→ **PROMPT**
Reproduce verbatim the material from the line containing "of the hanging" through the line containing "(633, 1169)", both of those lines included.

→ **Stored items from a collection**
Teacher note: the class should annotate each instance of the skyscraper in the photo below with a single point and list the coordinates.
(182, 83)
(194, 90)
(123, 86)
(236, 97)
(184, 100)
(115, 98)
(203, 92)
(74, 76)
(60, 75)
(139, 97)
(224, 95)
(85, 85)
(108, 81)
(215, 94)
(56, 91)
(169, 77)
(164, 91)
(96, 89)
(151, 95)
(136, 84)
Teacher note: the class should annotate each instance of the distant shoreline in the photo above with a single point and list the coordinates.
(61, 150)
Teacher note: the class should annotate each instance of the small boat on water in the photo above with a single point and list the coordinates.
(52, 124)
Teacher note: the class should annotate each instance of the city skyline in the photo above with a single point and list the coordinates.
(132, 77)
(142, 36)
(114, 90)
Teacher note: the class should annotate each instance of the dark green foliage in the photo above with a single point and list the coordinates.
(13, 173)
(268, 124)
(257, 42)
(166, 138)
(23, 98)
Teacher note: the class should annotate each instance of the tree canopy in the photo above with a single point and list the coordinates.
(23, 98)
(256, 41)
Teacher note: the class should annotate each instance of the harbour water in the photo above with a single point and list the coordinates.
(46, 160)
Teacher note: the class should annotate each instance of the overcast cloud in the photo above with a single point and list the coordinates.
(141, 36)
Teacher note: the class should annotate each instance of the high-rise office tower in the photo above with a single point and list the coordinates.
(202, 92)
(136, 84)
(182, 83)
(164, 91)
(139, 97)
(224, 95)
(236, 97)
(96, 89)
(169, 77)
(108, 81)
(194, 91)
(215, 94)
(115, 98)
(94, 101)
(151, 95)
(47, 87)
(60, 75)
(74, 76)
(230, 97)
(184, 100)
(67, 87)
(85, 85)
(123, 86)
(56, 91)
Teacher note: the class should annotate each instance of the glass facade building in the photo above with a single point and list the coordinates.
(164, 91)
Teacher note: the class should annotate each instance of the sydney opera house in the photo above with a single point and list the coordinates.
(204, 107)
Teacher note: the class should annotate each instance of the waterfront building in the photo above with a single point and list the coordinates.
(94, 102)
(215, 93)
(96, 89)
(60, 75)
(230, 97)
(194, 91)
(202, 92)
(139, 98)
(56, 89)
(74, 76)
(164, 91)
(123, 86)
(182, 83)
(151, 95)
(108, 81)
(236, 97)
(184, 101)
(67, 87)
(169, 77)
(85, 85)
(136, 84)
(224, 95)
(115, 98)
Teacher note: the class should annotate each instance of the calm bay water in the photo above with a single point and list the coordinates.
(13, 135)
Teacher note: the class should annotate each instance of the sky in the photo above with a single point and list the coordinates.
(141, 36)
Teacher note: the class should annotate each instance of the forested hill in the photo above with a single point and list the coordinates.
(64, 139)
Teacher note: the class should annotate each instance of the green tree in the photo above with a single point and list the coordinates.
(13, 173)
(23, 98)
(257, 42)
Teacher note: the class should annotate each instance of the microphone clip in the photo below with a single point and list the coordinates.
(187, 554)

* * *

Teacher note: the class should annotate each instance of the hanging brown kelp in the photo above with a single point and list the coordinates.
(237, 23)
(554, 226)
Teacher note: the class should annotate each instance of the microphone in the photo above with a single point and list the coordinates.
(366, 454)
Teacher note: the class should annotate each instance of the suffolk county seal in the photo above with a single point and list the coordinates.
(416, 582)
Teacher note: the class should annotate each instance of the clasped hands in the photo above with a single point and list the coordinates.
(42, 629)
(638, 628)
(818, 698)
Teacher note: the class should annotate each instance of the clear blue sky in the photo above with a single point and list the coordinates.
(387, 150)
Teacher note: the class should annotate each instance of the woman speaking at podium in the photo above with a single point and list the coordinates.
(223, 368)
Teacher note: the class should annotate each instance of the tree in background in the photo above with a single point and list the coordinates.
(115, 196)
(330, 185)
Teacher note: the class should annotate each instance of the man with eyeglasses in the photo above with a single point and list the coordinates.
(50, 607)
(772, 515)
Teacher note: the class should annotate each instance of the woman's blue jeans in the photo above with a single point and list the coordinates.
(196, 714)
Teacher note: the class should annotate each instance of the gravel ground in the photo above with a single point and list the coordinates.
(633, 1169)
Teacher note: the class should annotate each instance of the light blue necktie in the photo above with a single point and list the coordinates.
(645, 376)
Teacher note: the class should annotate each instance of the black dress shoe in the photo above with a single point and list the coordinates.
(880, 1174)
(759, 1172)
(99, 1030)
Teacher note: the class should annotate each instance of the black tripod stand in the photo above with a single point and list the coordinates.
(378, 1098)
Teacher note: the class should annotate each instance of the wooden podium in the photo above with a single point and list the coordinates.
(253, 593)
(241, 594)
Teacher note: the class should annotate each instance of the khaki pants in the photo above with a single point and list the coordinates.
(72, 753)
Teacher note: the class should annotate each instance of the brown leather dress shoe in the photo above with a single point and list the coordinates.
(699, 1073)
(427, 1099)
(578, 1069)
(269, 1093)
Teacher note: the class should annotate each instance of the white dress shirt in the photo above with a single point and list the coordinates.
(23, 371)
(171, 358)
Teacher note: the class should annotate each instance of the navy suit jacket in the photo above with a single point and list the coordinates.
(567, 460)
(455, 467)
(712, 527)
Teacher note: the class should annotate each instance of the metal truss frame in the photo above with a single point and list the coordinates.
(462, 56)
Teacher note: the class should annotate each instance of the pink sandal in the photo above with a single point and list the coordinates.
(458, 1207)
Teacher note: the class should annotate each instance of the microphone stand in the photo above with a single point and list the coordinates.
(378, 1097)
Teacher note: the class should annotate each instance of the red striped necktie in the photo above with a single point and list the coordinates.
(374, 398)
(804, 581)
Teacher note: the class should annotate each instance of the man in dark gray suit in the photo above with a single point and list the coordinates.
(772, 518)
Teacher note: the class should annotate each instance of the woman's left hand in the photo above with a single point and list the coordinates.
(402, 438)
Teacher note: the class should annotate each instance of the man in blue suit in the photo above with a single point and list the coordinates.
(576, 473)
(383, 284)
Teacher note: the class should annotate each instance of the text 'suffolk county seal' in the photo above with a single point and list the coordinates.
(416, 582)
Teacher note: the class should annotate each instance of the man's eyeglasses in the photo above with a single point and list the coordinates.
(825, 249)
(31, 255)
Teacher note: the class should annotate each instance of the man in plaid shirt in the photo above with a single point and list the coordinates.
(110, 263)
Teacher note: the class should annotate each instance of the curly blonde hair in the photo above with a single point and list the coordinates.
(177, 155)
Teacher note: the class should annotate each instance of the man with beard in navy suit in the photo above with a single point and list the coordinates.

→ **ANSWER TO THE TASK**
Teacher note: the class should annotate each instance of the hanging brown kelp in the photo above with a single point and list the coordinates.
(237, 23)
(554, 226)
Teacher note: the class should annotate each instance of the microphone in the photo above with a single point and list the coordinates.
(366, 454)
Teacher note: the class should annotate each instance of the suffolk county seal in the photo above with a single point and list the coordinates.
(416, 582)
Teacher note: the class should annotate each instance of the clasped hands in the photo above with a single point and list the coordinates.
(42, 629)
(638, 628)
(818, 698)
Teacher note: the class should annotate each instance of the clear blue sky in the photo above with a single point and list the coordinates.
(387, 150)
Teacher note: the class should annotate each instance of the woman speaking at podium in the photo above with a single point and list the coordinates.
(223, 368)
Teacher note: the class should annotate each instance of the tree in background in the photo above with a single point and list the coordinates.
(115, 196)
(330, 185)
Teacher note: the class should annotate each instance of the man with eyeglasses in the photo above with a single point and list the coordinates.
(50, 607)
(772, 515)
Teacher note: the class should annotate each instance of the woman's blue jeans in the photo above with a single point and list the coordinates.
(196, 714)
Teacher note: the class should annotate each instance of the gravel ground in the photo above with a single point and list the coordinates.
(633, 1169)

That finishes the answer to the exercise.